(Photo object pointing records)
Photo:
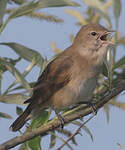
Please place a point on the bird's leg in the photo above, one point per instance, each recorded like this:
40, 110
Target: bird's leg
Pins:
61, 119
91, 104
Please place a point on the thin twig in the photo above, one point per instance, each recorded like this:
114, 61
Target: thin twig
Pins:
75, 133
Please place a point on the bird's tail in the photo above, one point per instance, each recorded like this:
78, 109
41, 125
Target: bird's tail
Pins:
20, 121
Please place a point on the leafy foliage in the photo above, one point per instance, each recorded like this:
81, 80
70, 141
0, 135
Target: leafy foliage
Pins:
113, 69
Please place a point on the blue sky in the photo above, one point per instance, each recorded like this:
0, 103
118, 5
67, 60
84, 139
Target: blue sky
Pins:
38, 35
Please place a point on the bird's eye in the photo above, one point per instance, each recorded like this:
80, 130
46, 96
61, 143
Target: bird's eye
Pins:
93, 33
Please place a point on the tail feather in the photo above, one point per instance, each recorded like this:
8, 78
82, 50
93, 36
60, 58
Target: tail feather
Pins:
20, 121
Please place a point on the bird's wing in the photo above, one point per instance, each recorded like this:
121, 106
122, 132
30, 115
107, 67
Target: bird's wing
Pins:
56, 75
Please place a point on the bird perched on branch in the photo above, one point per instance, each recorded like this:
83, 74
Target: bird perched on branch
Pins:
71, 77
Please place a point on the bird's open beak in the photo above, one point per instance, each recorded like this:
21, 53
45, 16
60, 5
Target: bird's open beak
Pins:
106, 37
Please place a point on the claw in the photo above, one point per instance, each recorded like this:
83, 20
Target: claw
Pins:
61, 119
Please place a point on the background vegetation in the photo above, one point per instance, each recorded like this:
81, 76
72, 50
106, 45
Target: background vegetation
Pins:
98, 11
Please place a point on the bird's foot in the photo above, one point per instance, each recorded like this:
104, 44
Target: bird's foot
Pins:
61, 119
92, 105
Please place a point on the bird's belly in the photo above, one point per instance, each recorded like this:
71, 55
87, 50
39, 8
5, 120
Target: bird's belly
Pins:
73, 93
85, 90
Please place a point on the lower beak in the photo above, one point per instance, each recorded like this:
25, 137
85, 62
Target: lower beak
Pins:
106, 37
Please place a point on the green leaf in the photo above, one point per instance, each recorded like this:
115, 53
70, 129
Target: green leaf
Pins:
4, 115
25, 52
20, 79
30, 7
52, 140
19, 110
3, 4
41, 119
84, 128
34, 144
105, 69
120, 63
117, 10
97, 6
19, 1
17, 98
106, 110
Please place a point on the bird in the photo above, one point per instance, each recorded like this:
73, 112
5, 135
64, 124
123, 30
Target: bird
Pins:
71, 77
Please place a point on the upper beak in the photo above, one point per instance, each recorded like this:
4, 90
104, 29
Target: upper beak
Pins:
106, 37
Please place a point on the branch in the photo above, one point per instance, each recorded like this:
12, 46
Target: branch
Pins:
52, 125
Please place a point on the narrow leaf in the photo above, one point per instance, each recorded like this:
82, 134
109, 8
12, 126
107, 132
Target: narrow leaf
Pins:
106, 110
117, 10
20, 79
120, 63
4, 115
30, 7
19, 110
3, 4
84, 128
34, 144
25, 52
118, 104
41, 119
52, 140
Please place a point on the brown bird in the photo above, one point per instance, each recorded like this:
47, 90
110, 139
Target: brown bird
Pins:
71, 77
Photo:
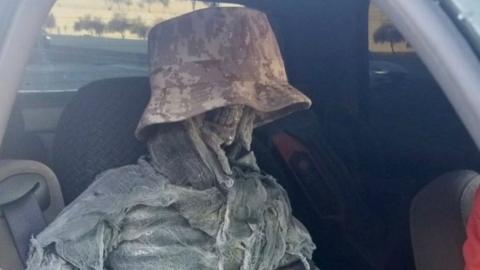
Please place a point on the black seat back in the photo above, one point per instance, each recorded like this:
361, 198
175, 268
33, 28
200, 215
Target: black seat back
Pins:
96, 132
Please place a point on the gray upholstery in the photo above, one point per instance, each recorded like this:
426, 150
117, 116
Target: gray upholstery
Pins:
50, 198
437, 220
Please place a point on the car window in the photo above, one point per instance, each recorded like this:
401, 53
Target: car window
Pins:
7, 10
408, 107
87, 40
467, 15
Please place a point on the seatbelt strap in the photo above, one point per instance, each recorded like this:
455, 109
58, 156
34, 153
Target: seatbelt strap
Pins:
24, 219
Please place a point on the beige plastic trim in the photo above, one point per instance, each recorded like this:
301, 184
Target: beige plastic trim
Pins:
18, 43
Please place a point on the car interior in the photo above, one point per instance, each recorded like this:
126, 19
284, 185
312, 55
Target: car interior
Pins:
380, 170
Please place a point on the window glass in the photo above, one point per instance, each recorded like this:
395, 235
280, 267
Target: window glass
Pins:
87, 40
467, 15
7, 10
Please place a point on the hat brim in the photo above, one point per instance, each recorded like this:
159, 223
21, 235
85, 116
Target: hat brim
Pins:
271, 101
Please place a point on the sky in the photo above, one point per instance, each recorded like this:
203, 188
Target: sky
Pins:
67, 12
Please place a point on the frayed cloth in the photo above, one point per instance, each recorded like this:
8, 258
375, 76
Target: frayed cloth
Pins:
134, 218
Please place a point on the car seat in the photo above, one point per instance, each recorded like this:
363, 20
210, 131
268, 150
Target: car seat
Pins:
20, 144
96, 132
438, 217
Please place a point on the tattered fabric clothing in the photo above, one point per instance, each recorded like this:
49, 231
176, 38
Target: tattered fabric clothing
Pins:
134, 218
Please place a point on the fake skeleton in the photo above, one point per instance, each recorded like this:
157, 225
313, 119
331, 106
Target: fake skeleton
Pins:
199, 200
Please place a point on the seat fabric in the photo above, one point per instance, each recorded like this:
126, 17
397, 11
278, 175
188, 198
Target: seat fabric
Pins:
96, 132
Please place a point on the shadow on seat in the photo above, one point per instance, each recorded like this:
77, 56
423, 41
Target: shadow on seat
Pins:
96, 132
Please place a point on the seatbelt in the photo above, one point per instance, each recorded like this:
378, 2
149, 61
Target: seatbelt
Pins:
24, 219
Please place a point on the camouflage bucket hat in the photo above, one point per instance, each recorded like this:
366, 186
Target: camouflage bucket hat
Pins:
214, 58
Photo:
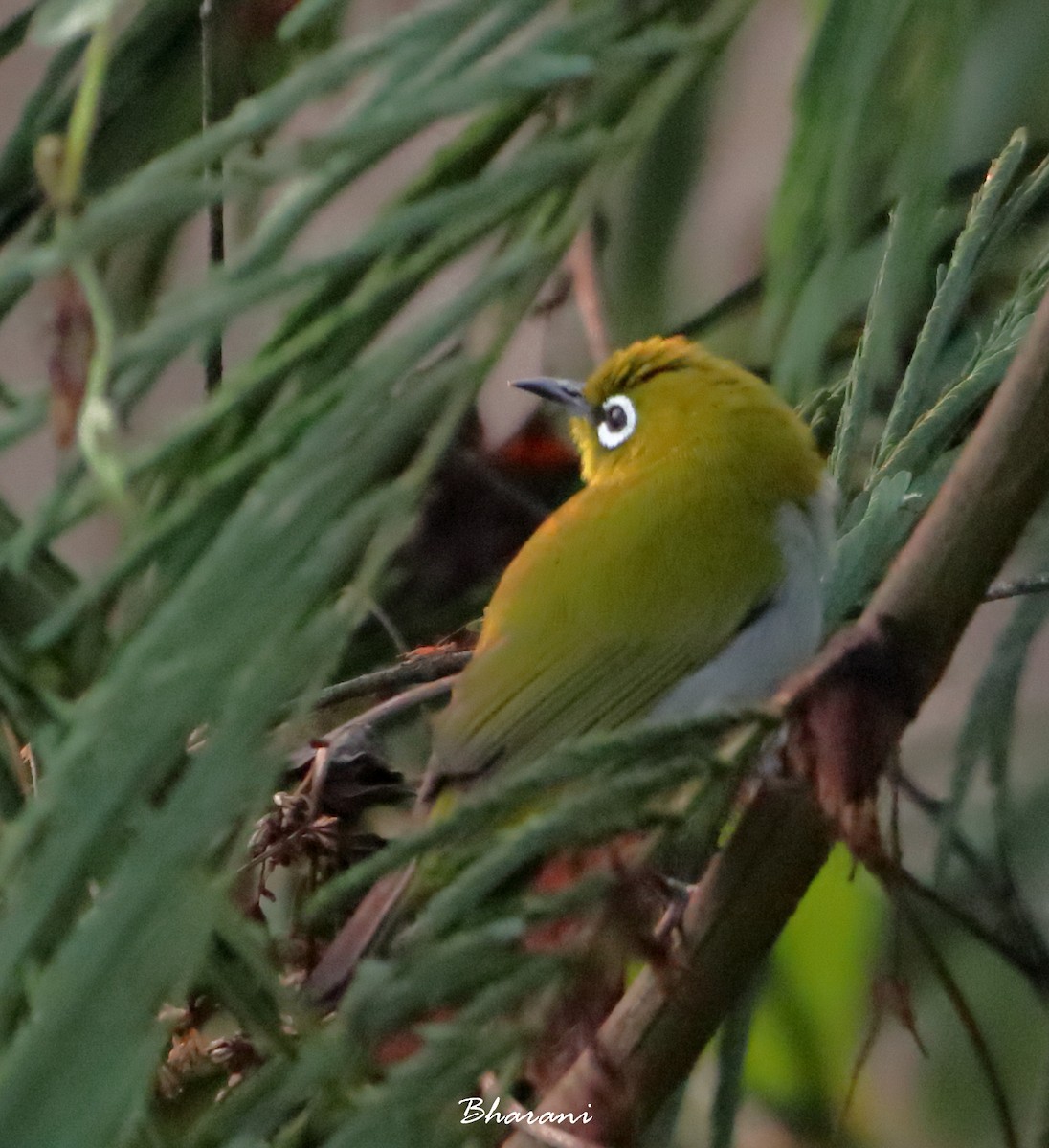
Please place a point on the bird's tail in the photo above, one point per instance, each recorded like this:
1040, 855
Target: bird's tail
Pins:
355, 938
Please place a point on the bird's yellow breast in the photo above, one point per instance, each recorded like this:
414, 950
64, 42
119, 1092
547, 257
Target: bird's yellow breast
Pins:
648, 571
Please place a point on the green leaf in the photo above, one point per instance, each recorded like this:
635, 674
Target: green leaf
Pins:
58, 22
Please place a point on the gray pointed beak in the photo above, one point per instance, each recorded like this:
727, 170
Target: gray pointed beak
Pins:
566, 391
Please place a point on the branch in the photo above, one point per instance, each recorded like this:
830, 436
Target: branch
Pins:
414, 669
844, 718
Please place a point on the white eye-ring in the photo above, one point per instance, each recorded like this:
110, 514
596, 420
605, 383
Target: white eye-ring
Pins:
618, 423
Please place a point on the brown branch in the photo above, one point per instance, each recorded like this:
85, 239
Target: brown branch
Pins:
414, 669
844, 718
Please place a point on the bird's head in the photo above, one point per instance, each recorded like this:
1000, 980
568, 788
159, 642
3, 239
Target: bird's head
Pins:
669, 400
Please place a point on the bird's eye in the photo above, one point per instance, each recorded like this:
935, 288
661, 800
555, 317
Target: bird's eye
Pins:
618, 422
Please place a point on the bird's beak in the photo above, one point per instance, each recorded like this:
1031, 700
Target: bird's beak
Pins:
560, 390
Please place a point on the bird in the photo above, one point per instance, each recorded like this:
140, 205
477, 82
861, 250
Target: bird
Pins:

### Exercise
Omit any images, then output the listing exactly.

### Response below
Photo:
Please place a point on the bird's leg in the photo above, one point per instance, each recorded like this:
40, 110
Target: bird's leg
Pins:
61, 119
91, 104
Please place a point on the thin twig in the photo above, one point per instance, each recorded like this:
114, 61
Target: thin twig
Pins:
75, 133
Please place a point on the bird's tail in the photo above, one point per instance, each recorded like this:
78, 109
41, 125
Target: bird's tail
Pins:
20, 121
Please place a point on the leafy foliage in the photo above, one point per instance, each recorded like this:
81, 80
70, 141
0, 135
Target: leafy foliage
Pins:
113, 69
Please place a point on the blue sky in the photo above, one point per instance, each recorded like this:
0, 103
118, 5
67, 60
84, 139
Target: blue sky
Pins:
38, 35
Please place a point on the bird's eye in the photo above, one point per instance, each recorded like this:
80, 130
46, 96
61, 143
Target: bird's eye
Pins:
93, 33
Please place a point on the tail feather in the photo above, one point per instance, each recorded like this:
8, 78
82, 50
93, 36
60, 58
Target: tail feather
Pins:
20, 121
Please place a point on the bird's wing in the photo above, one point per instance, each recorded like this:
121, 106
122, 132
30, 115
107, 67
Target: bird's wing
Pins:
56, 75
Please place a point on the bird perched on branch in the photo above, one point per instance, each recorded like this:
83, 74
Target: bird perched on branch
Pins:
71, 77
Please place a point on the bird's open beak in the photo above, one point per instance, each recorded like this:
21, 53
45, 16
60, 5
Target: bird's open beak
Pins:
106, 37
Please place a point on the claw in the photo above, one point per instance, each recorded like this:
83, 20
Target: claw
Pins:
61, 119
Please place a point on the background vegetation in the photo above, one point per instance, each recorded like this:
81, 76
72, 50
106, 45
Target: background vegetation
Pins:
98, 11
Please place a point on the bird's foot in the photo above, one point per instance, each recorded like this:
104, 44
Target: bird's foot
Pins:
61, 119
92, 105
Please place a point on the bird's belly in the photo above, one point per instance, each recorded like this:
71, 55
87, 50
39, 8
5, 120
Target: bird's belly
Pins:
73, 93
85, 90
Please place a point on the lower beak in the photo above, one point per instance, each recorded like this:
25, 137
85, 62
Target: lower beak
Pins:
106, 37
Please place a point on the green leaf in the photo above, one point per instance, each recorded like this:
115, 53
70, 129
Target: green leaf
Pins:
4, 115
25, 52
20, 79
30, 7
52, 140
19, 110
3, 4
41, 119
84, 128
34, 144
105, 69
120, 63
117, 10
97, 6
19, 1
17, 98
106, 110
Please place a point on the bird in the photo above, one point per instance, each recorded like this:
73, 112
5, 135
64, 124
123, 30
Target: bird
Pins:
71, 77
Please place a point on the upper beak in the photo above, one point per instance, each recorded like this:
4, 90
104, 29
Target: upper beak
Pins:
106, 37
Please place a point on the branch in the photo above, one point per instance, each recorded like this:
12, 46
Target: branch
Pins:
52, 125
Please place a point on the narrow leaf in the photo above, one point per instance, each recorded like this:
82, 134
109, 8
12, 126
107, 132
Target: narrow leaf
Pins:
106, 110
117, 10
20, 79
120, 63
4, 115
30, 7
19, 110
3, 4
84, 128
34, 144
25, 52
118, 104
41, 119
52, 140
Please place a point on the brown bird in the photo above, one point per instance, each recorded like this:
47, 90
110, 139
Target: brown bird
Pins:
71, 77
Photo:
Please place a point on the black seat back in the photo above, one point per instance, each recorded like this:
361, 198
175, 268
33, 28
200, 215
Target: black seat back
Pins:
96, 132
Please place a point on the gray upholstery in the photo above, one point per instance, each recorded like this:
426, 150
117, 116
Target: gray upholstery
Pins:
50, 198
437, 220
Please place a point on the car window in the photo above, one point per instance, each recorded like this:
401, 53
Target: car window
Pins:
7, 10
408, 107
87, 40
467, 15
Please place a point on the seatbelt strap in the photo above, one point per instance, each recorded like this:
455, 109
58, 156
34, 153
Target: seatbelt strap
Pins:
24, 219
Please place a point on the beige plastic trim in the photo above, one point per instance, each recorded like this:
301, 184
Target: beige plastic trim
Pins:
18, 43
Please place a point on the car interior in the photo above, one point per instance, each recorded like this:
126, 19
284, 185
312, 55
Target: car interior
Pins:
380, 170
Please place a point on the window glass in the photo above, one point per instance, each recorded like this:
395, 235
280, 267
Target: window glass
Pins:
87, 40
467, 15
7, 10
Please place a point on the hat brim in the photo above, one point per instance, each recorded like this:
159, 223
21, 235
85, 116
Target: hat brim
Pins:
271, 101
Please place a point on the sky in the photo above, one point per instance, each recorded like this:
203, 188
Target: sky
Pins:
67, 12
Please place a point on the frayed cloth in the photo above, one point per instance, each recorded like this:
8, 258
375, 76
Target: frayed cloth
Pins:
134, 218
Please place a point on the car seat in the photo above, one point per instance, each recorded like this:
363, 20
210, 131
268, 150
Target: car seat
Pins:
20, 144
96, 132
438, 217
Please place a point on the tattered fabric clothing in the photo above, one point per instance, each recorded like this:
49, 231
176, 38
Target: tattered fabric clothing
Pins:
134, 218
Please place a point on the fake skeleton in the photo above, one point per instance, each recorded like this:
157, 225
313, 119
331, 106
Target: fake skeleton
Pins:
199, 200
Please place a point on the seat fabric in the photo above, one point per instance, each recorded like this:
126, 17
397, 11
278, 175
188, 198
Target: seat fabric
Pins:
96, 132
Please place a point on the shadow on seat in the photo above, one point per instance, each recorded like this:
77, 56
423, 41
Target: shadow on seat
Pins:
96, 132
Please place a point on the seatbelt in the photo above, one point per instance, each recorded like this:
378, 2
149, 61
Target: seatbelt
Pins:
24, 219
Please place a point on the camouflage bucket hat in the photo above, one point per instance, each recorded like this:
366, 186
Target: camouflage bucket hat
Pins:
214, 58
Photo:
Please place a point on the bird's tail in the photo above, one point per instance, each recorded like this:
1040, 855
Target: bird's tail
Pins:
355, 938
Please place a point on the bird's yellow breast in the photo above, one point per instance, each recorded like this:
414, 950
64, 42
119, 1092
547, 257
Target: bird's yellow breast
Pins:
648, 571
Please place a point on the green leaf in the photo above, one point per instance, each recorded like this:
635, 674
Target: green leaf
Pins:
58, 22
Please place a point on the gray pointed beak in the photo above, one point per instance, each recorded like this:
727, 170
Target: gray pointed beak
Pins:
566, 391
Please place a point on the branch in the photo above, one point per instance, each recorded like this:
830, 436
Target: branch
Pins:
414, 669
844, 718
Please place a point on the white eye-ring in the photo above, one point per instance, each recorded like this:
110, 514
596, 420
605, 383
Target: white eye-ring
Pins:
618, 423
Please place a point on the brown branch in the photo above, one point per instance, each recorded like this:
85, 239
Target: brown branch
Pins:
414, 669
844, 718
Please place a point on the bird's head in the photo above, one point per instance, each recorded like this:
1000, 980
568, 788
159, 642
3, 239
Target: bird's head
Pins:
669, 400
Please place a point on the bird's eye in the photo above, one point per instance, each recorded like this:
935, 288
661, 800
555, 317
Target: bird's eye
Pins:
618, 422
Please place a point on the bird's beak in the photo above, one point per instance, each recorded like this:
1031, 700
Target: bird's beak
Pins:
560, 390
Please place a point on the bird in the photo above, one point per instance, each recorded like this:
140, 205
477, 82
861, 250
Target: bird
Pins:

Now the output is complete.